## SOURCE MATERIAL:
= = = =

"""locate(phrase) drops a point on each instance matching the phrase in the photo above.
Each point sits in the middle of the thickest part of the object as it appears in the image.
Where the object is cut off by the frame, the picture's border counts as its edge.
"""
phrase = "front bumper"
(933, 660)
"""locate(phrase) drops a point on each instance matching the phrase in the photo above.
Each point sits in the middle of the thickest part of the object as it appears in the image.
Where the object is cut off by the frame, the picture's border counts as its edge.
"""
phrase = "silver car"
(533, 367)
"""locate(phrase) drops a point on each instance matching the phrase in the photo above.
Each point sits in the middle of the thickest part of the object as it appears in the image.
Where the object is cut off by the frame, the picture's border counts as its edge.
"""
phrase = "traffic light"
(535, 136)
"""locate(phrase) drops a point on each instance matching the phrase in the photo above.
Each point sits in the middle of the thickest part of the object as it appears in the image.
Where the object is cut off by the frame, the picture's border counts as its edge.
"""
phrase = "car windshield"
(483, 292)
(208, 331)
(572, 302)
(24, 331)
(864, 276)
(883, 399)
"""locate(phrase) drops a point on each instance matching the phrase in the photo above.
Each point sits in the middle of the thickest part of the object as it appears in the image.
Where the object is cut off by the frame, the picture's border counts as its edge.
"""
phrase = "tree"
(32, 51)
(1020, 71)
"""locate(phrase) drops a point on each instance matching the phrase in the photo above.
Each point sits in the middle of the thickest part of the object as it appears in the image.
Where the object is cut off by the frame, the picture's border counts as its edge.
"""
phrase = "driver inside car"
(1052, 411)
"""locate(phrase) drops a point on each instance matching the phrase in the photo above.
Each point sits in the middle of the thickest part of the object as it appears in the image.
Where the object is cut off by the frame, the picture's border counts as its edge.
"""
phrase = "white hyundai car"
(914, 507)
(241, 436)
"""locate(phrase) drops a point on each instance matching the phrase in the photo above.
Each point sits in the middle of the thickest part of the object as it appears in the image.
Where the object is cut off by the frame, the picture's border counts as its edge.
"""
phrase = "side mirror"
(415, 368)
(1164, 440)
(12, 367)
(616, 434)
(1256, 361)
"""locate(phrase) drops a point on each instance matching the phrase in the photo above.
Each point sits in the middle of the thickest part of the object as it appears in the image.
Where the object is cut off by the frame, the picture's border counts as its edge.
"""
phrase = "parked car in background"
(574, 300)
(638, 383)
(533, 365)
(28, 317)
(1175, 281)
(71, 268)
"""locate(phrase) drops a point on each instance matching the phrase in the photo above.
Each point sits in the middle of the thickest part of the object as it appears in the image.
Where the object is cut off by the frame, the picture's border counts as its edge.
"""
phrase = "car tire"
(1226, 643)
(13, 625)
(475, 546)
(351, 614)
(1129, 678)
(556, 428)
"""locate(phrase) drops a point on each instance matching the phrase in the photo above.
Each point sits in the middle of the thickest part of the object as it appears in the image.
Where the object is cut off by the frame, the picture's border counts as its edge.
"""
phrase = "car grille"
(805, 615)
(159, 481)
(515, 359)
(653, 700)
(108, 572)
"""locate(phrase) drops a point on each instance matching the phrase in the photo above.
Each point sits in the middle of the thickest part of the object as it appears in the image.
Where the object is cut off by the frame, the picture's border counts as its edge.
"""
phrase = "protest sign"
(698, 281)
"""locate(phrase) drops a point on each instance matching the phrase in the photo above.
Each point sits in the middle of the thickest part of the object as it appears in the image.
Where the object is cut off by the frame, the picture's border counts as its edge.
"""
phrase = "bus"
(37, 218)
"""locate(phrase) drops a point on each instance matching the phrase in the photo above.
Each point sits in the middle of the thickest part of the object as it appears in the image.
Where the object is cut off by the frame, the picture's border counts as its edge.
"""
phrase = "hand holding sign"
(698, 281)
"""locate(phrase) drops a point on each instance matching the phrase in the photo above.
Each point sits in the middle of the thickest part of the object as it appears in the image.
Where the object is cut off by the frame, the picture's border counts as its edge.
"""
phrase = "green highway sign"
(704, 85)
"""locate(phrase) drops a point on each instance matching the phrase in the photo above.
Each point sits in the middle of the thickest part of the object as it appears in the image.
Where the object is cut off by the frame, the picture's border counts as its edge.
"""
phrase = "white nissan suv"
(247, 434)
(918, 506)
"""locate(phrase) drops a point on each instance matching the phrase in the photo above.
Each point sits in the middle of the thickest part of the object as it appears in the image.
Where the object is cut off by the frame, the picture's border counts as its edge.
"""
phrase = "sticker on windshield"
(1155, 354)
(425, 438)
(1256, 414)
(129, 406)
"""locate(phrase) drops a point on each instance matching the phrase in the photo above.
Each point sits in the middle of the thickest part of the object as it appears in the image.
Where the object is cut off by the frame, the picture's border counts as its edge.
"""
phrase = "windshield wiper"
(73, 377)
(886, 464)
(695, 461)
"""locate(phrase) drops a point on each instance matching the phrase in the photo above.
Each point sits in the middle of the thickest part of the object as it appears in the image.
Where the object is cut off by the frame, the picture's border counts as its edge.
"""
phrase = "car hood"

= = = =

Write out every record verbatim.

## THE RESULT:
"""locate(phrase) drops a point on each instance matching the phrase in the photo above.
Each point sits in the middle of the thickest part of the object as it appears in the image.
Where the object is cut off by the frame, the picture's border counts as its edge.
"""
phrase = "front bumper"
(933, 660)
"""locate(phrase) drops a point on each instance matching the phrase in the photo above.
Each point sits in the middle of the thickest part of the object as it appears in the image.
Where the object is cut off by the frame, the picture's border counts as its edge.
"""
phrase = "silver car"
(533, 367)
"""locate(phrase) drops a point on each instance matching the phrase in the photo above.
Each point sits in the middle of the thickest part of the object as it appears in the image.
Where the object is cut off by the frame, the picture's border counts as its edge.
"""
phrase = "traffic light"
(535, 136)
"""locate(phrase) drops a point on each instance matching the phrase in the photo above.
Each point sits in the middle of the thickest part of the object as it appears in the image.
Where the object is cut off by the frame, the picture's border counts as its edge.
"""
phrase = "car windshield"
(483, 292)
(208, 331)
(572, 302)
(24, 331)
(864, 276)
(883, 399)
"""locate(phrase) drops a point on each instance matching the phrase in the photo above.
Each point sits in the middle of the thickest part of the object as it appears in the image.
Where the object is cut off by the frame, the picture's border counts as its edge.
"""
phrase = "tree"
(32, 51)
(1020, 71)
"""locate(phrase) drops a point on each instance matching the phrase in the photo above.
Each point sits in the middle of the thickest part of the object as it appears in the image.
Where the object is cut off by the frame, the picture's border counts as its edge.
"""
phrase = "driver inside car"
(1052, 411)
"""locate(phrase) drops a point on each instance matching the phrase in the photo above.
Each point sits in the middle of the thickest part of the object as it appears in the image.
Where the object is cut off by the frame, the picture's border counts as its edge.
"""
phrase = "white hyundai car"
(914, 507)
(241, 436)
"""locate(phrase) drops a point on each instance matching the phrase in the photo above.
Each point sits in the middle of the thickest part of the object as it appears in the image.
Where the object is cut off by the frame, the picture's border counts as its edge.
"""
phrase = "side mirror"
(415, 368)
(1164, 440)
(12, 367)
(616, 434)
(1256, 361)
"""locate(phrase) drops a point on each instance matching the phrase in the photo above.
Each point sits in the middle of the thickest part of the object as it appears in the image.
Where the object is cut off by the frame, the picture's border counts as its edge.
"""
phrase = "parked car in background"
(574, 300)
(638, 383)
(533, 365)
(28, 317)
(1175, 281)
(71, 268)
"""locate(phrase) drops a point on each instance matching the phrase in the photo above.
Each point sits in the middle of the thickest part of the object as it appears in the image.
Where the object is cut off by the frame, the picture's border counts as its edge.
"""
phrase = "car tire"
(1226, 643)
(13, 625)
(475, 546)
(351, 614)
(1129, 678)
(556, 428)
"""locate(phrase) drops a point on each instance matching the phrase in the photo above.
Each point sits in the middle of the thickest part of the object as it appears in the image.
Where the object is cut off by the frame, the picture's border counts as its edge.
"""
phrase = "car grille"
(805, 615)
(159, 481)
(515, 359)
(653, 700)
(108, 572)
"""locate(phrase) drops a point on each instance matching the phrase in the photo above.
Each point sits in the middle of the thickest part of the object as it appears in the image.
Where the object is cut off by the frame, the picture's border counts as its edge.
"""
phrase = "protest sign"
(698, 281)
"""locate(phrase) drops a point on each instance matching the phrase in the photo above.
Each point sits in the middle of the thickest part of the object as it appears in the image.
Where the object is cut off by the frame, the picture's border counts as its edge.
"""
phrase = "bus"
(37, 218)
"""locate(phrase) drops a point on each instance matching the phrase in the photo above.
Each point sits in the middle of the thickest part of the object as it appears in the image.
Where the object is cut off by the frame, the picture's border counts as its edge.
"""
phrase = "hand holding sign"
(698, 281)
"""locate(phrase) drops a point on each instance matching the phrase in the photo above.
Each point sits in the middle of the thickest part of the object as it appears in the image.
Where the object is cut off by the frame, the picture's border counts as its edge.
"""
phrase = "green highway sign"
(704, 85)
"""locate(phrase) drops a point on each instance matching the phrase in the photo above.
Each point sits in the middle of the thickest part of the object as it appears in the image.
Where the object is cut off by the frame, the picture's border counts as its edge.
"""
phrase = "white nissan suv"
(247, 434)
(918, 506)
"""locate(phrase) drops a point on each instance matching the phrase in the photo above.
Each point sits in the middle of the thickest part of the object as it appears in the image.
Where the object is cut off by the frame, the picture's border counts as its edge.
"""
phrase = "sticker on windshield"
(1155, 354)
(425, 438)
(1256, 414)
(129, 406)
"""locate(phrase) drops a point on each instance matching the phrase in the photo above.
Each point sits in the middle of the thickest part of the object as it appears in the image.
Where the object is cut off by the frame, the picture's border counts as its edge.
"""
phrase = "windshield wiper"
(73, 377)
(886, 464)
(695, 461)
"""locate(phrase) drops a point on each instance matching the phrase in the photo above.
Each point sits in the middle of the thickest part of the object as it appears in the image.
Where the object is cut off by the frame, the picture's border counts as its edge.
"""
phrase = "car hood"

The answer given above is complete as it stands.